Task instructions
Lines containing the string "roof": how many are there below? Answer with the number only.

*** Given records

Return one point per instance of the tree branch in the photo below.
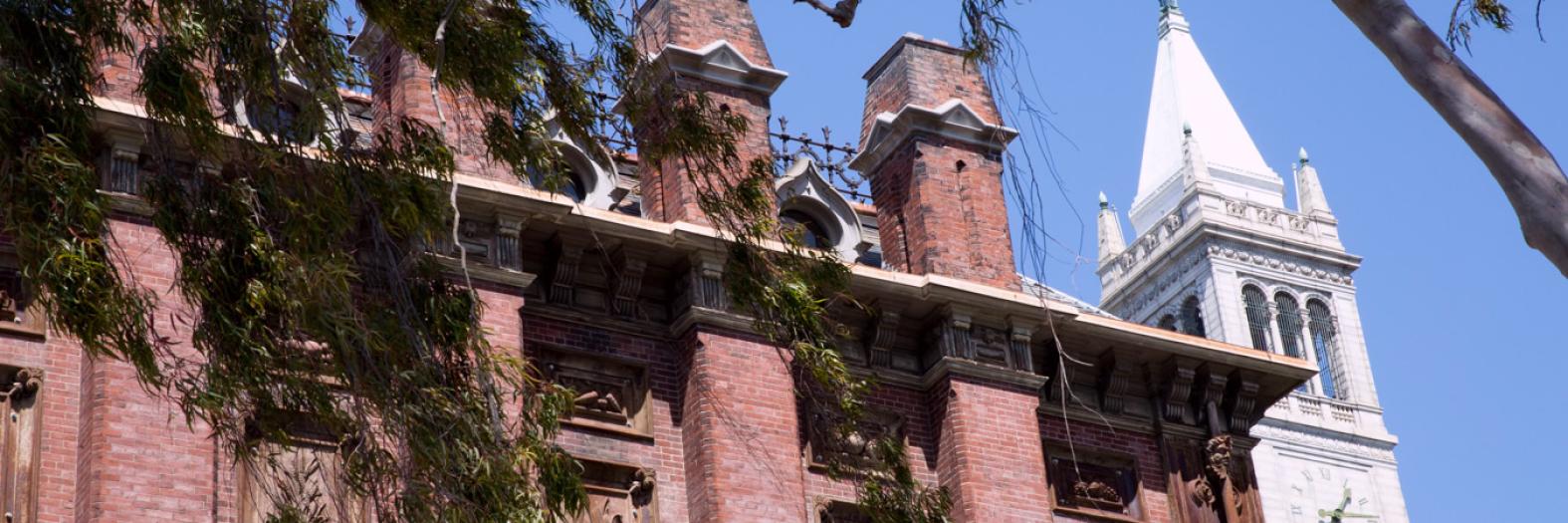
(840, 13)
(1529, 174)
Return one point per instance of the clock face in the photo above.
(1330, 495)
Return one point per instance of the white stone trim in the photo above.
(952, 120)
(806, 190)
(720, 63)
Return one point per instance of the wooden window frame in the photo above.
(1058, 463)
(32, 324)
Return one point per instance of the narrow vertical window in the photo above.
(1192, 318)
(1289, 321)
(1325, 348)
(1256, 316)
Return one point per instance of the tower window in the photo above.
(1289, 324)
(1256, 316)
(811, 231)
(1192, 318)
(1330, 371)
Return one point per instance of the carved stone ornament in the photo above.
(616, 493)
(608, 392)
(828, 444)
(1217, 451)
(1096, 492)
(561, 272)
(21, 384)
(885, 337)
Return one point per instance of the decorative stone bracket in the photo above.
(1188, 387)
(627, 281)
(957, 337)
(561, 270)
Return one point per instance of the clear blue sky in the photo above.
(1460, 315)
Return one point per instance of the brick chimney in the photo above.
(400, 89)
(930, 143)
(714, 48)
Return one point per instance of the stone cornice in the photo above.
(952, 120)
(1295, 435)
(720, 63)
(874, 283)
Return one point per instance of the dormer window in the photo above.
(564, 182)
(811, 231)
(814, 209)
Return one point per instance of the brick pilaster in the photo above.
(741, 432)
(990, 452)
(930, 143)
(711, 48)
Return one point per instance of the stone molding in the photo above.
(720, 63)
(1325, 440)
(952, 120)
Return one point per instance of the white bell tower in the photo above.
(1219, 255)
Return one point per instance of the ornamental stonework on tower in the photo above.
(1219, 255)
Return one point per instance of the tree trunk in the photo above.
(1529, 174)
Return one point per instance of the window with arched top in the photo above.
(1289, 321)
(1192, 318)
(1256, 307)
(809, 229)
(563, 181)
(1325, 346)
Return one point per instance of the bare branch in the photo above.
(840, 13)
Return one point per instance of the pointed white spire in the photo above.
(1110, 239)
(1186, 92)
(1309, 198)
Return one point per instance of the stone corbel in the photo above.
(954, 334)
(1114, 384)
(708, 280)
(1211, 390)
(122, 168)
(885, 332)
(1019, 340)
(627, 281)
(1175, 379)
(564, 256)
(1240, 400)
(509, 252)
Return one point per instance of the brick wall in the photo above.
(668, 192)
(1143, 448)
(940, 201)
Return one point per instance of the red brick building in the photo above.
(615, 288)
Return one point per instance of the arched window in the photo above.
(1192, 318)
(1256, 316)
(811, 231)
(563, 181)
(1289, 321)
(1325, 348)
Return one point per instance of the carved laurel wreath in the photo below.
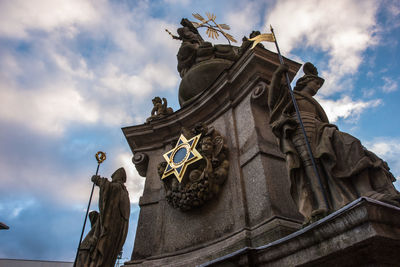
(204, 180)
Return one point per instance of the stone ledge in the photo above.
(365, 232)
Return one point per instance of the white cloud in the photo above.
(134, 183)
(47, 110)
(389, 150)
(389, 85)
(346, 107)
(343, 29)
(18, 17)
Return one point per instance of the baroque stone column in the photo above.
(253, 207)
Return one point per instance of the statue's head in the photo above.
(156, 100)
(310, 78)
(119, 175)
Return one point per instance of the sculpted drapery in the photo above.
(347, 169)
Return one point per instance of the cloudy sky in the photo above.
(73, 72)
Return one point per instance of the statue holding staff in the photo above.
(104, 242)
(347, 169)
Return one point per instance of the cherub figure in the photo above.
(160, 109)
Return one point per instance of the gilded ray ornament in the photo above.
(213, 30)
(182, 155)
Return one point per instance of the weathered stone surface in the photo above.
(252, 208)
(365, 232)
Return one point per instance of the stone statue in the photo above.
(101, 246)
(347, 169)
(160, 109)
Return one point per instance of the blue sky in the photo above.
(73, 72)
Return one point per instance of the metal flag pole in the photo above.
(301, 122)
(100, 157)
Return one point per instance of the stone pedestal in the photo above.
(363, 233)
(254, 206)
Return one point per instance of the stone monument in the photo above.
(219, 187)
(104, 241)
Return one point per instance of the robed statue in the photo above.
(104, 241)
(347, 170)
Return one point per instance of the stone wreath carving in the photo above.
(203, 179)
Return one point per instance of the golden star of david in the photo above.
(181, 156)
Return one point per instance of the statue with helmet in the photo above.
(346, 168)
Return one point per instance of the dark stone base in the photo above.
(263, 233)
(363, 233)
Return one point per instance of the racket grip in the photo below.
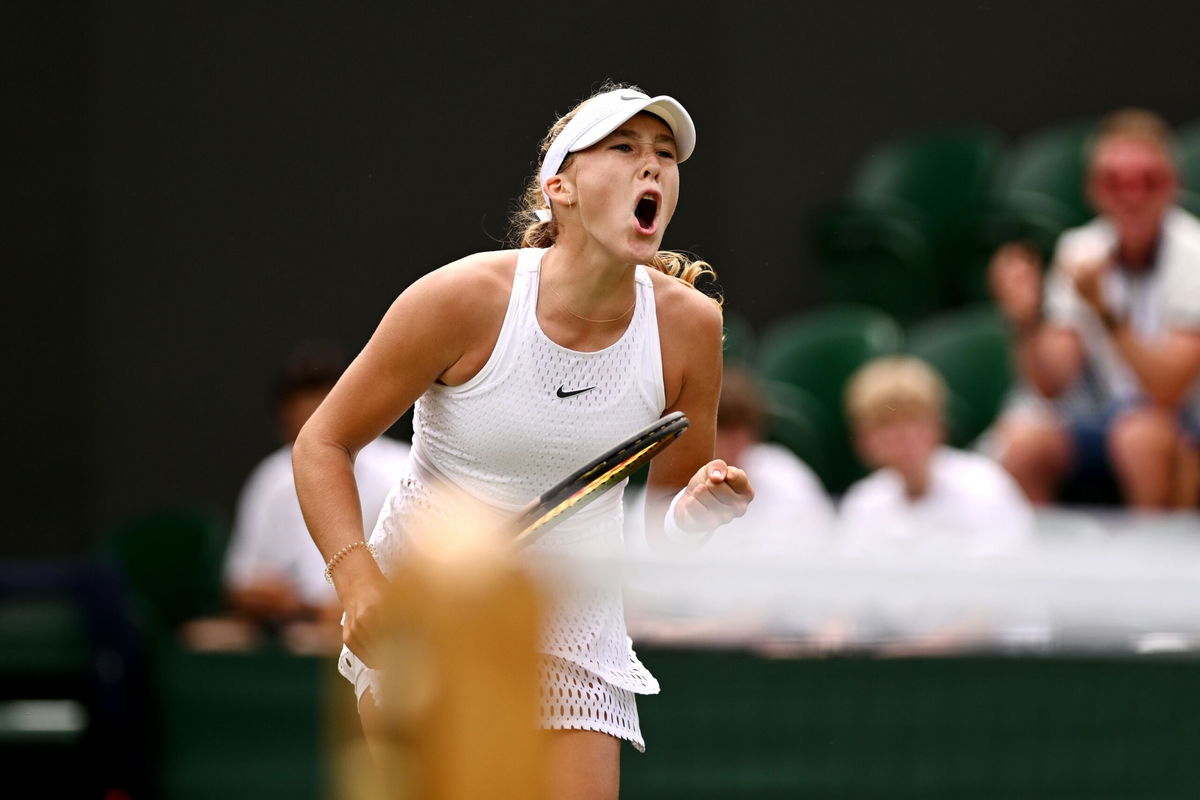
(676, 534)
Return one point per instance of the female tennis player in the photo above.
(522, 364)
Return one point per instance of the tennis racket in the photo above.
(587, 483)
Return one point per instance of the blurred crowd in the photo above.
(1103, 342)
(1096, 382)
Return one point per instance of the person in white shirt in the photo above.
(791, 511)
(1121, 312)
(924, 497)
(519, 364)
(274, 573)
(925, 506)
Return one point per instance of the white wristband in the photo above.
(675, 533)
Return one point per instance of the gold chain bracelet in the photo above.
(340, 554)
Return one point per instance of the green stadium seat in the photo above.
(171, 563)
(1038, 193)
(815, 353)
(875, 258)
(796, 420)
(940, 174)
(934, 184)
(1188, 149)
(971, 349)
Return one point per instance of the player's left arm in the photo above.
(714, 492)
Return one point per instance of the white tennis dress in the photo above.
(533, 414)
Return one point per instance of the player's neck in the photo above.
(588, 284)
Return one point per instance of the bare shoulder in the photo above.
(684, 308)
(472, 283)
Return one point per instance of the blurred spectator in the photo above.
(791, 510)
(790, 517)
(924, 497)
(274, 572)
(925, 505)
(1114, 341)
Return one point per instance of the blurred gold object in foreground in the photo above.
(459, 680)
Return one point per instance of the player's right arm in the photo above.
(442, 328)
(1049, 356)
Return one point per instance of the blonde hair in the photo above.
(1135, 124)
(527, 230)
(894, 386)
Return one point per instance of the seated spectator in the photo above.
(1110, 352)
(924, 497)
(790, 517)
(791, 510)
(274, 572)
(925, 504)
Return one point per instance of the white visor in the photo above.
(600, 116)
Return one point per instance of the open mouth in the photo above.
(646, 211)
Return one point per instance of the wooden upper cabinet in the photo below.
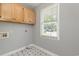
(7, 11)
(29, 16)
(18, 12)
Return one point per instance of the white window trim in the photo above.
(51, 37)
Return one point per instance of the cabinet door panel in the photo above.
(7, 11)
(18, 12)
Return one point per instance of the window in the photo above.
(49, 21)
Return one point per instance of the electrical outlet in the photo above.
(4, 35)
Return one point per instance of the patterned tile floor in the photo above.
(30, 51)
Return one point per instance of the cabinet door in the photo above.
(7, 11)
(29, 16)
(18, 13)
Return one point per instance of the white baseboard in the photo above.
(14, 51)
(48, 52)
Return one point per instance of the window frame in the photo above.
(41, 16)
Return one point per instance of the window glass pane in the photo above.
(50, 27)
(49, 18)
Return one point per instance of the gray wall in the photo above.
(69, 31)
(17, 38)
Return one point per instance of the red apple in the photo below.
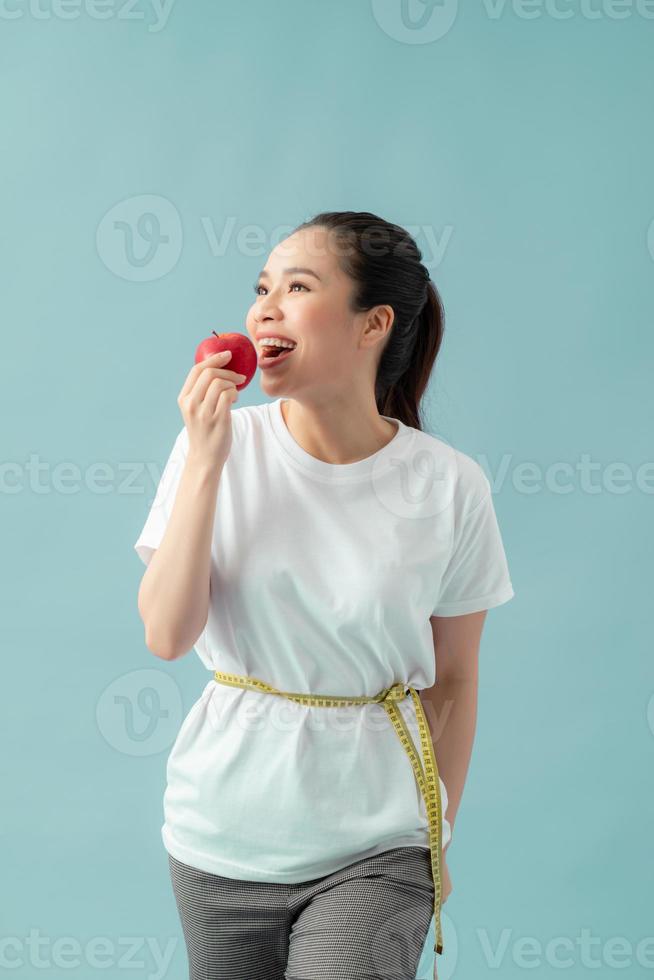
(244, 353)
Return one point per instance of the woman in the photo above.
(320, 543)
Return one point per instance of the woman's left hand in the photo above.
(446, 883)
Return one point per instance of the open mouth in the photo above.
(273, 354)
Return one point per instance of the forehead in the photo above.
(314, 248)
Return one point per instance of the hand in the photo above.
(205, 403)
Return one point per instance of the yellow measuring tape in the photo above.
(428, 779)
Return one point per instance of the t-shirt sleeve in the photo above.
(477, 574)
(157, 519)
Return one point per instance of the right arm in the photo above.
(173, 599)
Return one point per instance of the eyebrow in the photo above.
(294, 270)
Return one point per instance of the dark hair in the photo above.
(386, 266)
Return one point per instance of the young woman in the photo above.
(320, 543)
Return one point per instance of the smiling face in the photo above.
(302, 294)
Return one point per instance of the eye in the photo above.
(260, 286)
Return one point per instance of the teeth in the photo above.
(276, 342)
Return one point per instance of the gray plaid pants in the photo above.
(368, 921)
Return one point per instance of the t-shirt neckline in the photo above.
(380, 461)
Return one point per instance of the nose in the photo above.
(266, 310)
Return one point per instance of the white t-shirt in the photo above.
(323, 579)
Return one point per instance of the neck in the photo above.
(330, 434)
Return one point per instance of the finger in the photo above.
(205, 383)
(214, 360)
(224, 402)
(199, 390)
(211, 401)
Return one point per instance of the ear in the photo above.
(378, 323)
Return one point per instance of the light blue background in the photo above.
(522, 142)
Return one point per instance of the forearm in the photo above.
(173, 598)
(451, 710)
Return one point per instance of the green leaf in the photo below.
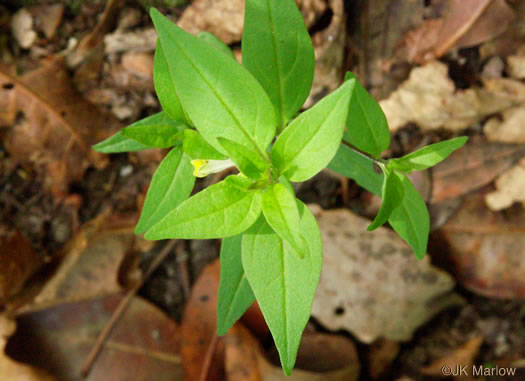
(221, 210)
(277, 50)
(392, 195)
(357, 167)
(119, 143)
(427, 156)
(283, 283)
(280, 209)
(198, 148)
(235, 293)
(163, 80)
(172, 183)
(248, 162)
(216, 42)
(159, 131)
(311, 140)
(411, 220)
(219, 95)
(366, 126)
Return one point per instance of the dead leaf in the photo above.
(48, 16)
(143, 345)
(429, 99)
(321, 357)
(471, 167)
(22, 28)
(472, 22)
(56, 127)
(240, 355)
(461, 357)
(509, 188)
(18, 261)
(371, 284)
(10, 369)
(516, 66)
(487, 248)
(90, 267)
(381, 354)
(202, 352)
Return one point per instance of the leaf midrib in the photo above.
(228, 110)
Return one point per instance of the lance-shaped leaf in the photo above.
(410, 220)
(277, 50)
(311, 140)
(219, 95)
(221, 210)
(198, 148)
(392, 194)
(216, 42)
(366, 125)
(119, 143)
(163, 81)
(235, 293)
(280, 210)
(248, 162)
(172, 183)
(158, 130)
(427, 156)
(283, 283)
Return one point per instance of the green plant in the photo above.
(218, 114)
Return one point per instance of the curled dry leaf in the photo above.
(429, 99)
(461, 357)
(18, 261)
(471, 167)
(10, 369)
(202, 352)
(144, 345)
(371, 284)
(91, 265)
(487, 248)
(54, 127)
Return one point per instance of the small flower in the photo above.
(202, 168)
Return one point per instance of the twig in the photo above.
(122, 307)
(208, 358)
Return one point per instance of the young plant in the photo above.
(219, 114)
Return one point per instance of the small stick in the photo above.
(122, 307)
(208, 358)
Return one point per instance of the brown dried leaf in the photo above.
(90, 267)
(473, 166)
(487, 248)
(10, 369)
(461, 357)
(57, 126)
(144, 345)
(241, 355)
(371, 284)
(202, 352)
(429, 99)
(320, 357)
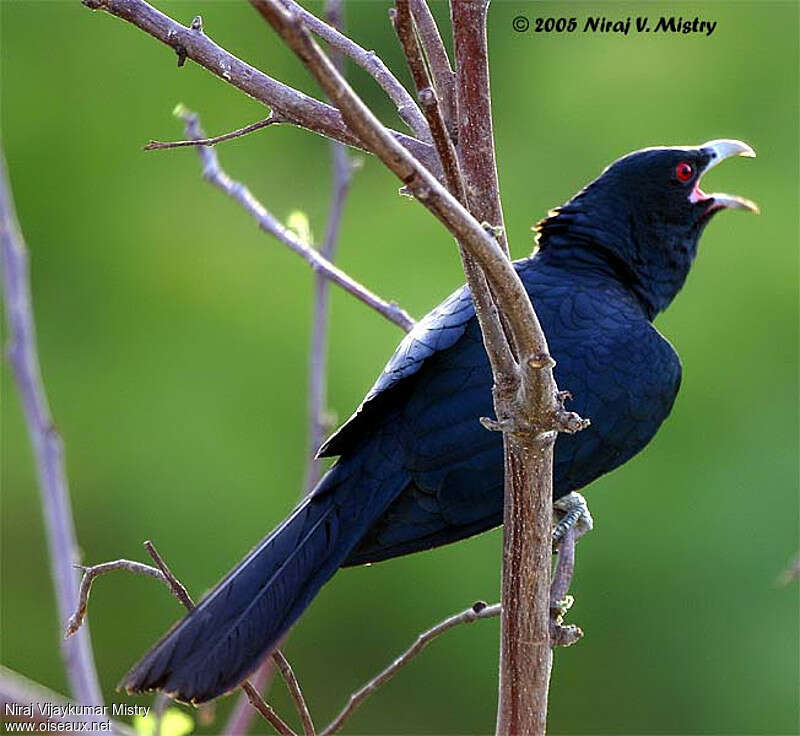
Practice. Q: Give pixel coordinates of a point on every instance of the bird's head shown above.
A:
(643, 216)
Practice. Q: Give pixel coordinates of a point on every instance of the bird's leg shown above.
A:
(571, 511)
(572, 520)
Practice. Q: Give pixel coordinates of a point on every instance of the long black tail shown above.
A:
(221, 642)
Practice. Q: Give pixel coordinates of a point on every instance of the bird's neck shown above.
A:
(572, 237)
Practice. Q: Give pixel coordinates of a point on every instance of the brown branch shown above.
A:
(475, 133)
(90, 573)
(425, 187)
(213, 173)
(525, 393)
(266, 710)
(292, 105)
(294, 690)
(478, 611)
(172, 582)
(370, 62)
(500, 355)
(444, 79)
(47, 444)
(319, 420)
(242, 714)
(525, 651)
(161, 145)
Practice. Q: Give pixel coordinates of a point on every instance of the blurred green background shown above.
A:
(174, 340)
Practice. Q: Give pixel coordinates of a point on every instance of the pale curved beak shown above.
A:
(718, 151)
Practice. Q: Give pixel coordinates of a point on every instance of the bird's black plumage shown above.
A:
(416, 469)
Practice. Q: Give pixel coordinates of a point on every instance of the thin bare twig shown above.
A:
(444, 78)
(342, 170)
(17, 692)
(47, 444)
(90, 573)
(425, 187)
(292, 105)
(500, 356)
(370, 62)
(266, 710)
(163, 573)
(242, 714)
(214, 174)
(175, 585)
(295, 691)
(476, 612)
(161, 145)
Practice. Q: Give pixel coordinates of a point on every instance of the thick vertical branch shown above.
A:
(474, 103)
(525, 654)
(47, 446)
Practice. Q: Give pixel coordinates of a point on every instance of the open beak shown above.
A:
(718, 151)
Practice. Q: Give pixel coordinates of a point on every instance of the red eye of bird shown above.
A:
(684, 171)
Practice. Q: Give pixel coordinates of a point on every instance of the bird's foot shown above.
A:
(571, 512)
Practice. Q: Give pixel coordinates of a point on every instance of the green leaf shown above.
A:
(174, 722)
(298, 223)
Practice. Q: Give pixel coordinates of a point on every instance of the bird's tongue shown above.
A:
(720, 200)
(720, 150)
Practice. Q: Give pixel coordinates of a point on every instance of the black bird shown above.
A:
(416, 469)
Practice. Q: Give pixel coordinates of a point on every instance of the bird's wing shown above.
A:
(438, 330)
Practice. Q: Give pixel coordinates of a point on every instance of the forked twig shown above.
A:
(238, 133)
(475, 612)
(293, 106)
(369, 61)
(163, 573)
(213, 173)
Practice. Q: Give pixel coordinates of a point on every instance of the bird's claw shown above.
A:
(571, 511)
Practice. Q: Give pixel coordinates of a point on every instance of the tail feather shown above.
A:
(218, 644)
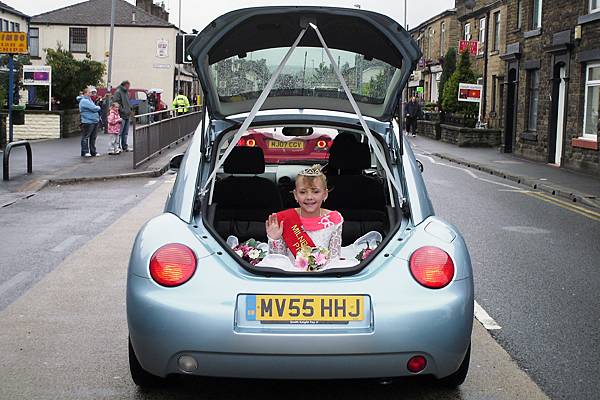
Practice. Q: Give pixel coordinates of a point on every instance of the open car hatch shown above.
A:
(238, 52)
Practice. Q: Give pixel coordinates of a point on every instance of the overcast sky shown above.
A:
(198, 13)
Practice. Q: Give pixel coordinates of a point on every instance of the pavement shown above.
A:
(58, 161)
(574, 186)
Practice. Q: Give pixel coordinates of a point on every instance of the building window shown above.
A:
(34, 42)
(467, 35)
(592, 101)
(442, 38)
(536, 15)
(497, 31)
(481, 35)
(533, 91)
(78, 40)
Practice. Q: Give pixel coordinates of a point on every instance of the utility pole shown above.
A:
(110, 47)
(179, 65)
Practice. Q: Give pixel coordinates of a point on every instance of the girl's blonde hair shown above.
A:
(311, 175)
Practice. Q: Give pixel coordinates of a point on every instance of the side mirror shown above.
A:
(175, 162)
(420, 164)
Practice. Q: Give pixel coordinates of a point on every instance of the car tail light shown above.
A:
(416, 364)
(172, 265)
(432, 267)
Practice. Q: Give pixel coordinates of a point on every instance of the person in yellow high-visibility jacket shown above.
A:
(181, 103)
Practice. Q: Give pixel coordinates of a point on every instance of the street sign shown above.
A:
(13, 43)
(469, 92)
(468, 45)
(34, 75)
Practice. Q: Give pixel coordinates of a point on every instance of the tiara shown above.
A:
(315, 170)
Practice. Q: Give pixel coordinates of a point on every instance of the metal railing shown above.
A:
(153, 133)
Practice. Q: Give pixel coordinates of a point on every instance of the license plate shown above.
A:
(292, 144)
(304, 309)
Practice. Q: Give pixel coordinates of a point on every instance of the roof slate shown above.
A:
(97, 13)
(8, 8)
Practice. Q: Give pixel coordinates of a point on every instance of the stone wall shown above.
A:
(430, 129)
(46, 125)
(467, 137)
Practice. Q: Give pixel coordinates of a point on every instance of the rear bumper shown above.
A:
(163, 327)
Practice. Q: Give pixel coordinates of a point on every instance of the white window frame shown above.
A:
(537, 23)
(467, 31)
(588, 83)
(442, 37)
(481, 35)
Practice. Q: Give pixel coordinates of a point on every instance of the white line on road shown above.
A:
(68, 242)
(485, 319)
(14, 281)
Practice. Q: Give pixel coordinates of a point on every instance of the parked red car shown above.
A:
(291, 143)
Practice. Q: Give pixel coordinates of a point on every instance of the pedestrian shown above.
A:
(122, 97)
(412, 112)
(89, 124)
(114, 129)
(181, 103)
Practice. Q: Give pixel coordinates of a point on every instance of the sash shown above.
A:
(293, 235)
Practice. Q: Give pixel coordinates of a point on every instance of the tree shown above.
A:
(463, 74)
(19, 61)
(449, 68)
(71, 76)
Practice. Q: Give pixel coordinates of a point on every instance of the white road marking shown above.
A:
(14, 281)
(103, 217)
(485, 319)
(68, 242)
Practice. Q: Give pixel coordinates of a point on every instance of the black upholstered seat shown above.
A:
(243, 203)
(359, 198)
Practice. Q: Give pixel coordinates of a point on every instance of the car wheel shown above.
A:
(140, 376)
(457, 378)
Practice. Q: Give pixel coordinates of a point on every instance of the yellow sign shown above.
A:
(13, 43)
(291, 308)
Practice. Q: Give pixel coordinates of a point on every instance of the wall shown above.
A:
(135, 56)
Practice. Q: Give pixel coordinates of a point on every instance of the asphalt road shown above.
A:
(40, 231)
(536, 261)
(66, 336)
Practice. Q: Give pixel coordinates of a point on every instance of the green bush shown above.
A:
(463, 74)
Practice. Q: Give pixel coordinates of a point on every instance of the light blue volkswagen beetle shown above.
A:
(196, 307)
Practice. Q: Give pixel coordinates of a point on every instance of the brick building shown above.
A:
(484, 21)
(434, 36)
(553, 82)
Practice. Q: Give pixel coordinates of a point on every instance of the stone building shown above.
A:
(484, 21)
(553, 82)
(434, 36)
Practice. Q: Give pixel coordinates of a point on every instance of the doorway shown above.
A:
(556, 132)
(511, 105)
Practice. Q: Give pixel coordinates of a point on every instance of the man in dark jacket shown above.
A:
(412, 111)
(121, 96)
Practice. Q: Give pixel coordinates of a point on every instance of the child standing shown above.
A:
(114, 129)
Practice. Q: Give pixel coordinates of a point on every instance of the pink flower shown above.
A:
(320, 259)
(301, 263)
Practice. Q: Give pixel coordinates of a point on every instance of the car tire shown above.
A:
(457, 378)
(139, 375)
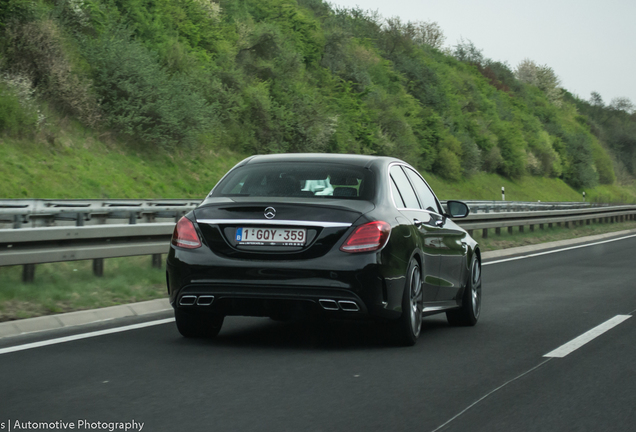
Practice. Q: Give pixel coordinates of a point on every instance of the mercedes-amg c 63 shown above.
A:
(344, 236)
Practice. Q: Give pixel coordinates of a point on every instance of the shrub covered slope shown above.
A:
(198, 77)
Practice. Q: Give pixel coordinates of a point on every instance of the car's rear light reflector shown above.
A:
(185, 235)
(371, 236)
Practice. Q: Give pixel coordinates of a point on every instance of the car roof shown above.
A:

******

Written solution
2